Exercise brief ▸ All pictures are to be dropped, and everything else in the data duplicated exactly.

Records for processing ▸

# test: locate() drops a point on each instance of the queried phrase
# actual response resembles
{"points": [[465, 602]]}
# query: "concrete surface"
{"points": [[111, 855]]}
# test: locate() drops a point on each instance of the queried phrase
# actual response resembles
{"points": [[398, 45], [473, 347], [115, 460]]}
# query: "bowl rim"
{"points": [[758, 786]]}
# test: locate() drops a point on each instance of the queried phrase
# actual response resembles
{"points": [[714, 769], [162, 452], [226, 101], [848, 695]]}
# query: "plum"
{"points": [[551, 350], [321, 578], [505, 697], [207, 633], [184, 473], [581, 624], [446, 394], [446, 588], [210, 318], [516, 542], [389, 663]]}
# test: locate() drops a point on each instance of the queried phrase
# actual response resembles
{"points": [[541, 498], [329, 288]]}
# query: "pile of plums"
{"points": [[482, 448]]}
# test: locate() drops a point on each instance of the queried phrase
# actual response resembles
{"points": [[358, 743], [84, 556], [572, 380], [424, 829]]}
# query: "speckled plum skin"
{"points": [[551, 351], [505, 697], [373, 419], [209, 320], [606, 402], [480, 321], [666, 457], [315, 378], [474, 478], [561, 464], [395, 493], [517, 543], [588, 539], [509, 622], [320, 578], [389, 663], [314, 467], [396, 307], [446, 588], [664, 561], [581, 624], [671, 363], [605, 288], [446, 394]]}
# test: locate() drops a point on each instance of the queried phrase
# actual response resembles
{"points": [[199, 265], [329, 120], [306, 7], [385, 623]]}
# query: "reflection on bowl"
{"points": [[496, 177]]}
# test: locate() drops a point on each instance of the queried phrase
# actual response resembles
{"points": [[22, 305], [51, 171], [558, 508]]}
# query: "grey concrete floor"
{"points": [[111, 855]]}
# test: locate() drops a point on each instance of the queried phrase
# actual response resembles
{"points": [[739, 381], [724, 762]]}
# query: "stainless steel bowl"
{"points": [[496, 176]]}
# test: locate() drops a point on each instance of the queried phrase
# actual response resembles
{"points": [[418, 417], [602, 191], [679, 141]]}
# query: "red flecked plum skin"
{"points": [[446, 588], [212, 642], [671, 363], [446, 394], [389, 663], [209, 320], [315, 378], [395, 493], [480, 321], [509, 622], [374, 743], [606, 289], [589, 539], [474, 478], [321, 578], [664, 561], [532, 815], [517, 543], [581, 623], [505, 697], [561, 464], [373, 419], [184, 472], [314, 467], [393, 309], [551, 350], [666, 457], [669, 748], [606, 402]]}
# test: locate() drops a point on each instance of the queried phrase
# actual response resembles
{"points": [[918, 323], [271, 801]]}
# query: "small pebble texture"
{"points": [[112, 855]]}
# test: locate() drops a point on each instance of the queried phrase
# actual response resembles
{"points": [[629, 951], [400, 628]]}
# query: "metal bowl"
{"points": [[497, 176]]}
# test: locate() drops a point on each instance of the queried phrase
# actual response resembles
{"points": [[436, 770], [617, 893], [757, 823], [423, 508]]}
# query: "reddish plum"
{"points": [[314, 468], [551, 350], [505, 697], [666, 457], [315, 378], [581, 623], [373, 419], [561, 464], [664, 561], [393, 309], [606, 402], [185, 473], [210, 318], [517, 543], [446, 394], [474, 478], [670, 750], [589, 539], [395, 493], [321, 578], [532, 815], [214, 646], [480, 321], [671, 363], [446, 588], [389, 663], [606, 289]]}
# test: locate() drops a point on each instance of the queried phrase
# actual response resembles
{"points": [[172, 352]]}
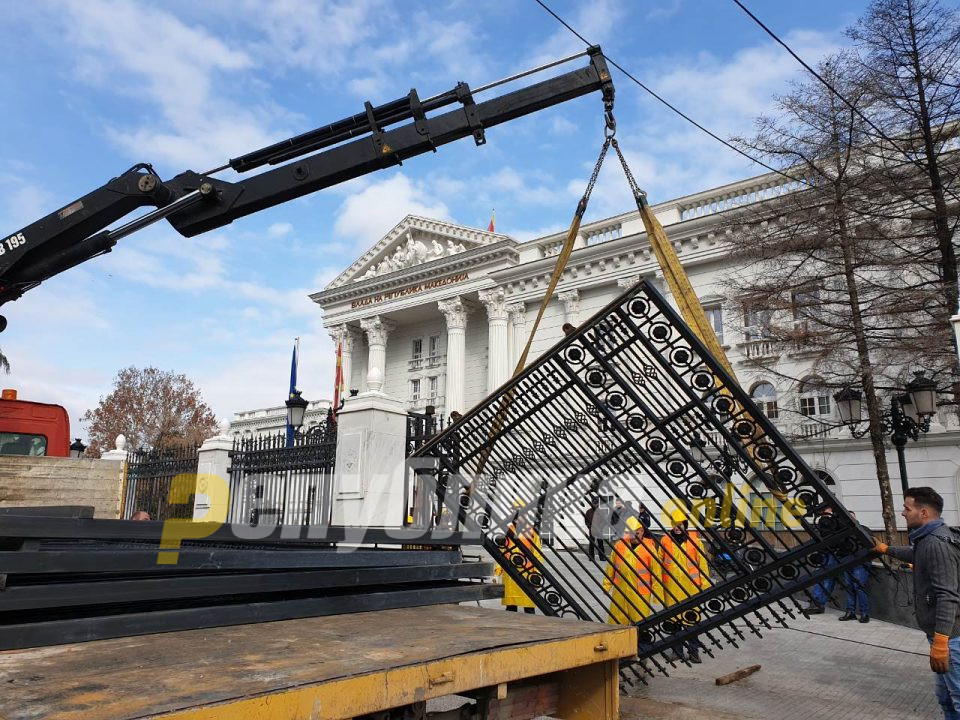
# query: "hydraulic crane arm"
{"points": [[197, 202]]}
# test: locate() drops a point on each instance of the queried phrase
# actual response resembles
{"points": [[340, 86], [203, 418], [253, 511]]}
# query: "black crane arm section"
{"points": [[197, 202]]}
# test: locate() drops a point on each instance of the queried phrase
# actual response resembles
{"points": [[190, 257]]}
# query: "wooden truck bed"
{"points": [[325, 668]]}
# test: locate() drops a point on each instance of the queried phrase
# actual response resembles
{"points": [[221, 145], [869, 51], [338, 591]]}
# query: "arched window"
{"points": [[814, 399], [765, 396]]}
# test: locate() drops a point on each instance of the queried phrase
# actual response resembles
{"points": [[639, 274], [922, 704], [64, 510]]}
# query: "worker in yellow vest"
{"points": [[632, 576], [520, 532], [686, 572]]}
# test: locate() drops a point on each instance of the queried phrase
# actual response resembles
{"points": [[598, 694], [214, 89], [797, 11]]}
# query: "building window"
{"points": [[756, 323], [814, 399], [765, 396], [715, 318]]}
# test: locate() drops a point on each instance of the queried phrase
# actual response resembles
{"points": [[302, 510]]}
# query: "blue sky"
{"points": [[93, 86]]}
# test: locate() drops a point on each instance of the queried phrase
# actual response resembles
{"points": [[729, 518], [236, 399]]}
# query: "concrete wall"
{"points": [[61, 481]]}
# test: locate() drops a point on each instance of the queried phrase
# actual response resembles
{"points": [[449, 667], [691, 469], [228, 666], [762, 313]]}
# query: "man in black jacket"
{"points": [[936, 589]]}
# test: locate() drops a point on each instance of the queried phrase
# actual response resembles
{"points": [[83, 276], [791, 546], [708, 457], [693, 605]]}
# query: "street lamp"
{"points": [[909, 415], [296, 409], [77, 448]]}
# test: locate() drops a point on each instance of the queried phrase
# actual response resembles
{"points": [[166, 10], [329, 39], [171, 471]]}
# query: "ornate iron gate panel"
{"points": [[272, 484], [632, 404], [149, 474]]}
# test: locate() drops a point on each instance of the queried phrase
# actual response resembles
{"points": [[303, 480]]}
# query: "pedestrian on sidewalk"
{"points": [[935, 556], [856, 581], [821, 592]]}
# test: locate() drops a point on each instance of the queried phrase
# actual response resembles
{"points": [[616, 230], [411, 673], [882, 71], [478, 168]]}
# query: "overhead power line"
{"points": [[882, 135], [666, 103]]}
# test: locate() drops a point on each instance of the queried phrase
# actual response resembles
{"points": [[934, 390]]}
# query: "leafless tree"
{"points": [[151, 407]]}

Problem solution ▸
# test: locate() drops a point on each instance of the queried phrase
# actual response resembles
{"points": [[465, 602]]}
# query: "concrete surface"
{"points": [[111, 855]]}
# test: locate() drops a point on each instance of the queried phrase
# actual response resembles
{"points": [[398, 45], [473, 347], [115, 460]]}
# query: "bowl rim"
{"points": [[758, 786]]}
# test: locate() drops a point on each instance of the queried phrase
# actual response resembles
{"points": [[714, 769], [162, 452], [226, 101], [848, 695]]}
# query: "plum"
{"points": [[551, 350], [321, 578], [505, 697], [207, 633], [184, 473], [581, 624], [446, 394], [446, 588], [210, 318], [516, 542], [389, 663]]}
# test: locate() drops a point on each instance of the queried phrase
# actual response resembles
{"points": [[541, 498], [329, 288]]}
# query: "pile of plums"
{"points": [[482, 448]]}
# test: locate() drops a point on each instance of the queried phrase
# actual response resembles
{"points": [[358, 743], [84, 556], [572, 380], [424, 829]]}
# query: "speckled plum skin"
{"points": [[551, 351], [505, 697], [373, 419], [209, 320], [606, 402], [480, 321], [666, 457], [315, 378], [474, 478], [561, 464], [395, 493], [517, 543], [588, 539], [509, 622], [320, 578], [389, 663], [314, 467], [396, 307], [446, 588], [664, 561], [581, 624], [671, 363], [605, 288], [446, 394]]}
# test: locate() drops a point on each instance of the queried phrase
# actual response resembles
{"points": [[199, 265], [329, 120], [306, 7], [385, 623]]}
# query: "reflection on bowl"
{"points": [[496, 177]]}
# test: locate() drops a point on each instance of the queried phrase
# actual response resembles
{"points": [[22, 305], [51, 171], [558, 508]]}
# query: "grey concrete floor"
{"points": [[111, 855]]}
# test: locate() drops a point on each instance of the queried phrase
# actual response resembles
{"points": [[739, 381], [724, 762]]}
# query: "stainless steel bowl"
{"points": [[496, 176]]}
# test: locate() drops a point on each instance of the queried phrase
# actual response resembles
{"points": [[418, 417], [602, 191], [679, 141]]}
# query: "red flecked plum skin"
{"points": [[446, 588], [212, 642], [671, 363], [446, 394], [389, 663], [209, 320], [315, 378], [395, 493], [480, 321], [509, 622], [374, 743], [606, 289], [589, 539], [474, 478], [321, 578], [664, 561], [532, 815], [517, 543], [581, 623], [505, 697], [561, 464], [373, 419], [184, 472], [314, 467], [393, 309], [551, 350], [666, 457], [669, 748], [606, 402]]}
# test: locate() drops a point on each instance of the queried phrase
# actual response resembles
{"points": [[918, 323], [271, 801]]}
# query: "small pebble texture"
{"points": [[112, 855]]}
# test: locate() drops a point on each instance of the queried phrase
# actual response resembles
{"points": [[629, 951], [400, 628]]}
# query: "metal bowl"
{"points": [[497, 176]]}
# test: locate() drops a point on each instance of the queried phrase
# actual response resembles
{"points": [[436, 770], [617, 893], [757, 823], [423, 508]]}
# query: "reddish plum"
{"points": [[314, 468], [551, 350], [505, 697], [666, 457], [315, 378], [581, 623], [373, 419], [561, 464], [664, 561], [393, 309], [606, 402], [185, 473], [210, 318], [517, 543], [446, 394], [474, 478], [670, 750], [589, 539], [395, 493], [321, 578], [532, 815], [214, 646], [480, 321], [671, 363], [446, 588], [389, 663], [606, 289]]}
# test: locate() drops a point on each instance of the queried phrase
# actual response resembles
{"points": [[172, 352]]}
# query: "hydraulic crane arm"
{"points": [[197, 202]]}
# test: locate() drops a point on each instance of the queried phrase
# actual response resembles
{"points": [[340, 86], [203, 418], [253, 511]]}
# query: "black crane arm section"
{"points": [[197, 202]]}
# test: locate() drops a point on each instance of the queried phrase
# actual response resembles
{"points": [[190, 257]]}
# query: "wooden truck bed"
{"points": [[325, 668]]}
# test: locate() drops a point on each instance of the queried phrase
# actual response resembles
{"points": [[221, 145], [869, 51], [338, 591]]}
# query: "arched window"
{"points": [[814, 399], [765, 396]]}
# test: locate() drops a point on each instance of the queried phrase
# actual response resembles
{"points": [[639, 274], [922, 704], [64, 510]]}
# query: "worker in yellow vest"
{"points": [[632, 576], [520, 532], [686, 572]]}
# test: locate() drops a point on each instance of the queried phrase
# actual response resembles
{"points": [[598, 694], [214, 89], [797, 11]]}
# query: "building window"
{"points": [[756, 323], [814, 399], [765, 396], [715, 318]]}
# test: locate() drops a point on each instance of the queried phrase
# actual response resembles
{"points": [[302, 510]]}
# query: "blue sky"
{"points": [[93, 86]]}
# test: locate() drops a point on each instance of the queried phrase
# actual response resembles
{"points": [[729, 518], [236, 399]]}
# query: "concrete wall"
{"points": [[61, 481]]}
# test: locate() drops a point on each instance of the queried phrase
# actual response resembles
{"points": [[449, 667], [691, 469], [228, 666], [762, 313]]}
# query: "man in black jacket"
{"points": [[936, 589]]}
# test: locate() drops a point on each instance of the queried phrase
# actual response resembles
{"points": [[83, 276], [791, 546], [708, 457], [693, 605]]}
# query: "street lamp"
{"points": [[909, 415], [296, 409], [77, 448]]}
# test: locate() drops a point on each instance of the queried phrase
# actual response resembles
{"points": [[166, 10], [329, 39], [171, 471]]}
# query: "ornate iron gate panel"
{"points": [[272, 484], [632, 404], [149, 474]]}
# test: locate() drops a point on each instance of the queried phrase
# actual response resembles
{"points": [[303, 480]]}
# query: "pedestrian on sidewalk"
{"points": [[935, 556], [856, 581], [821, 592]]}
# test: locate() drops a point on each instance of the queried phrase
# actual response resembles
{"points": [[616, 230], [411, 673], [882, 71], [478, 168]]}
# query: "overhead power line"
{"points": [[882, 135], [666, 103]]}
# test: locate() drops a point on each instance of the queried phrase
# actual response resembles
{"points": [[934, 390]]}
# query: "leafless tree"
{"points": [[151, 407]]}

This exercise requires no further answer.